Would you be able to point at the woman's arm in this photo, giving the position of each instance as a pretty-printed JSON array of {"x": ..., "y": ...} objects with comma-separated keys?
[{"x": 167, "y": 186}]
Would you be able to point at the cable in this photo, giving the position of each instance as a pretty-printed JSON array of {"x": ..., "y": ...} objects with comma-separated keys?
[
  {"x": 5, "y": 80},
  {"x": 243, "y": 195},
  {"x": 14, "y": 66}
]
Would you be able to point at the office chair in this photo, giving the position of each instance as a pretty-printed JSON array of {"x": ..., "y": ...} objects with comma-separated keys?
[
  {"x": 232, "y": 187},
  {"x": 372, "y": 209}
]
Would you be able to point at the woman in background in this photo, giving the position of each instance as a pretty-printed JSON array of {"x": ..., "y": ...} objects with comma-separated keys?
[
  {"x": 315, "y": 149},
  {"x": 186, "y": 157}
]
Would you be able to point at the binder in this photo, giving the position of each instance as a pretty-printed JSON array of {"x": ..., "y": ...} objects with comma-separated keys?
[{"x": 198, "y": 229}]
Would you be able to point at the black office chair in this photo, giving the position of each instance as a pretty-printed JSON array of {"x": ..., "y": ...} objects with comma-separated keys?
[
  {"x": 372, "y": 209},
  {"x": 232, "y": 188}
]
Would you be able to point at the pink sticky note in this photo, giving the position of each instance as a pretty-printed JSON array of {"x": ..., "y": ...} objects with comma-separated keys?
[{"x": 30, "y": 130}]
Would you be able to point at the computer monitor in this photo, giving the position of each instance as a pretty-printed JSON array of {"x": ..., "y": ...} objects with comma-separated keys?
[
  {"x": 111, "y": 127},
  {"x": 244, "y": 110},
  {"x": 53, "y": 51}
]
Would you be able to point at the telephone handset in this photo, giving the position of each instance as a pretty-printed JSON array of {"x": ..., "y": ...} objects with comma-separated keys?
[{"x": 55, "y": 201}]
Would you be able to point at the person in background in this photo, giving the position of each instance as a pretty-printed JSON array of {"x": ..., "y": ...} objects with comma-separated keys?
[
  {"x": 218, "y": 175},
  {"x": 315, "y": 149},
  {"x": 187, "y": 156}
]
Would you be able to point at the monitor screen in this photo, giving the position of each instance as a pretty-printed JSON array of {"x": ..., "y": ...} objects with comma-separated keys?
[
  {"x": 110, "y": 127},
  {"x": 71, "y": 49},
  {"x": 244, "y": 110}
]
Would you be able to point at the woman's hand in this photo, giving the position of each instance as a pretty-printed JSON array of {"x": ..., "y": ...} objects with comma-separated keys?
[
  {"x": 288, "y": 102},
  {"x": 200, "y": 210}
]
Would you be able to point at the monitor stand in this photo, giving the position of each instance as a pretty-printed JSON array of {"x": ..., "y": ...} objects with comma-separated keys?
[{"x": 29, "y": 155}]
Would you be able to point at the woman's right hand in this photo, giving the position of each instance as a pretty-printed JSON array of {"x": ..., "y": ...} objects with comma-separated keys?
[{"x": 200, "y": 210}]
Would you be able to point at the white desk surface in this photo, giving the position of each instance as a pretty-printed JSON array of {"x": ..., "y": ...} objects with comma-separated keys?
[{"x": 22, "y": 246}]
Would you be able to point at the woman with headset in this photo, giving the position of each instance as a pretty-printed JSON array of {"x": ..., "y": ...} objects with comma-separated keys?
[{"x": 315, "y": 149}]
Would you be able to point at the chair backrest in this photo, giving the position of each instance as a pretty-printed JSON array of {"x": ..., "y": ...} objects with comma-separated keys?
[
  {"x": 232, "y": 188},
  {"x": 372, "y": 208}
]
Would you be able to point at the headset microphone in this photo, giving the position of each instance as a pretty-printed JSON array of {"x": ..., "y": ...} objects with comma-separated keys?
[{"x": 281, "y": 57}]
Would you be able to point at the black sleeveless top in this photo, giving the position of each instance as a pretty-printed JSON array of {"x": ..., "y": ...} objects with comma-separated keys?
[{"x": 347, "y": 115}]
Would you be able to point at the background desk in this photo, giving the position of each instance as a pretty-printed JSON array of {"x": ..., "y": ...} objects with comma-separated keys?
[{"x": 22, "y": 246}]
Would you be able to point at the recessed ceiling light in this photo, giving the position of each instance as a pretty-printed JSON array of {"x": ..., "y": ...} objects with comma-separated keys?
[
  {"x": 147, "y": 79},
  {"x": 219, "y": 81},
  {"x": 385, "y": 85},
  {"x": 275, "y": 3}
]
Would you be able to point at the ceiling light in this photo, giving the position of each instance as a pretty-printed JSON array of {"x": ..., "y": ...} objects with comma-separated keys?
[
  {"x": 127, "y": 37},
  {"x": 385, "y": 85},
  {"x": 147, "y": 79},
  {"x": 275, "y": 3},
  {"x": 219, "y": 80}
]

-----

→ **Exercise**
Copy the material above, line for line.

→ **Expected answer**
Would you be able to point at the woman's arm in this photo, giving the position of each instance as a pretty-printed JSON array of {"x": ..., "y": ...} objects with comma-separated keys?
[{"x": 167, "y": 186}]
Would you be able to point at the cable in this photo, giving the position of each instance as a pretty-printed JSON array of {"x": ..., "y": ...} objects with comma-separated keys?
[
  {"x": 5, "y": 80},
  {"x": 243, "y": 195},
  {"x": 14, "y": 66}
]
Would you be able to point at the office chair in this photo, giving the position of each instance as a pretty-printed JSON array of {"x": ..., "y": ...} objects with comma-separated keys?
[
  {"x": 232, "y": 187},
  {"x": 372, "y": 209}
]
Would you be able to point at the woman in background in this photo, giving the position of each instance as a pretty-printed JSON array of {"x": ..., "y": ...} objects with comma-separated keys?
[
  {"x": 315, "y": 149},
  {"x": 186, "y": 157}
]
Would you be able to point at the binder in this photo, giving the position of each instance as a pretty-printed JSON array of {"x": ..., "y": ...} objects with comma-separated keys?
[{"x": 198, "y": 229}]
Would you be able to point at the black office chair in this photo, giving the position of each instance as a pretty-printed JSON array of {"x": ..., "y": ...} objects with comma-separated keys?
[
  {"x": 372, "y": 209},
  {"x": 232, "y": 188}
]
Would you be able to point at the pink sticky note in this photo, giving the position of each instance as a pretty-printed JSON array of {"x": ..., "y": ...} objects with comma-separated keys?
[{"x": 30, "y": 130}]
Would you be able to point at the computer monitor in this photo, giving the position of each instance as a pretty-printed JSON array of {"x": ..., "y": ...} objects with comma-separated keys?
[
  {"x": 111, "y": 127},
  {"x": 244, "y": 110},
  {"x": 53, "y": 51}
]
Would you be able to point at the telephone handset in this photo, giving the position of each instance as a pretty-printed JSON array of {"x": ..., "y": ...} objects with comma-separated keys?
[{"x": 55, "y": 201}]
Would you be able to point at the person in background in this photo, giving the position of each instance as a pretty-printed JSON array of {"x": ..., "y": ...} objects with comma-separated keys?
[
  {"x": 218, "y": 175},
  {"x": 315, "y": 149},
  {"x": 187, "y": 156}
]
Would you be able to point at the monitor screen in this photo, giving the position of each instance as a pretty-printed JSON array of {"x": ..., "y": ...} objects with comma-separated keys?
[
  {"x": 110, "y": 127},
  {"x": 71, "y": 49},
  {"x": 244, "y": 110}
]
Would you be able to point at the woman's hand in this photo, giving the position of each instance as a pretty-printed JSON array of {"x": ..., "y": ...} objects with comma-separated keys?
[
  {"x": 288, "y": 102},
  {"x": 200, "y": 210}
]
Would you be able to point at the monitor stand in this photo, giving the position of each instance as a pretty-printed JSON array of {"x": ..., "y": ...} objects with comma-separated keys?
[{"x": 29, "y": 155}]
Would you be able to point at the woman's right hand in this photo, giving the position of each instance as a pretty-printed JSON array of {"x": ..., "y": ...} objects with comma-separated keys?
[{"x": 200, "y": 210}]
Would you be able to point at the white desk surface in this photo, giving the position of each instance as a pretty-printed JSON array of {"x": ..., "y": ...} objects with comma-separated keys?
[{"x": 22, "y": 246}]
Would you be able to point at the woman with headset in this photo, giving the position of each instance as a pretty-printed JSON array of {"x": ..., "y": ...} objects with comma-separated keys?
[{"x": 315, "y": 149}]
Would you be able to point at the chair backrest in this photo, giving the position of each instance as a pretty-printed JSON array of {"x": ..., "y": ...} objects with comma-separated keys?
[
  {"x": 232, "y": 188},
  {"x": 372, "y": 208}
]
Would you be able to point at the headset microphone in this photo, giving the position of each instance as a pretty-printed JSON array of {"x": ..., "y": ...} objects with comma-separated keys?
[{"x": 281, "y": 57}]
Would you be able to point at the black sleeveless top in this photo, giving the position of each instance as a pretty-printed JSON array of {"x": ..., "y": ...} objects with comma-separated keys?
[{"x": 347, "y": 115}]
Would you be able to point at the background desk in this photo, giving the position of each instance as a pretty-printed JSON array of {"x": ..., "y": ...} objects with comma-separated keys?
[{"x": 22, "y": 246}]
Would you be able to point at the recessed ceiling light in this photo, giving the position of each instance as a pretty-printed JSON array of {"x": ..., "y": ...} objects with comma-separated keys?
[
  {"x": 147, "y": 79},
  {"x": 219, "y": 81},
  {"x": 385, "y": 85},
  {"x": 275, "y": 3}
]
Would you be able to point at the ceiling light in this photo, giving the position of each instance as a pretty-printed JSON array of {"x": ..., "y": ...} objects with comma-separated keys?
[
  {"x": 127, "y": 37},
  {"x": 385, "y": 85},
  {"x": 147, "y": 79},
  {"x": 275, "y": 3},
  {"x": 219, "y": 80}
]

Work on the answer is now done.